Aim of the exercise = How many lines in the entries below contain the string "returns", matching case exactly? Reply with the number alone.

Data to use =
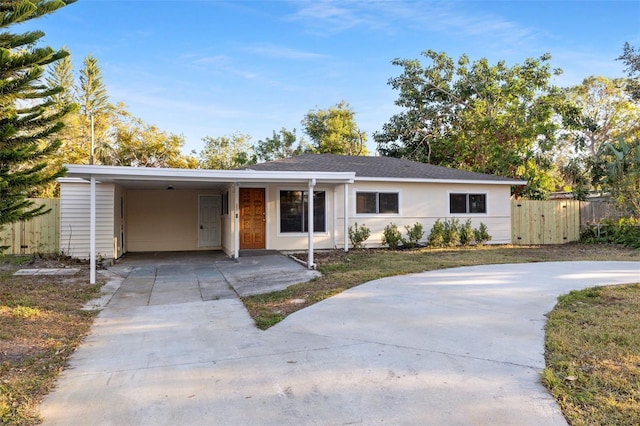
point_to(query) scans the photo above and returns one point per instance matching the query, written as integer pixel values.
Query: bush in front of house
(451, 233)
(391, 236)
(414, 235)
(358, 235)
(436, 236)
(625, 232)
(466, 234)
(481, 234)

Correct response = 1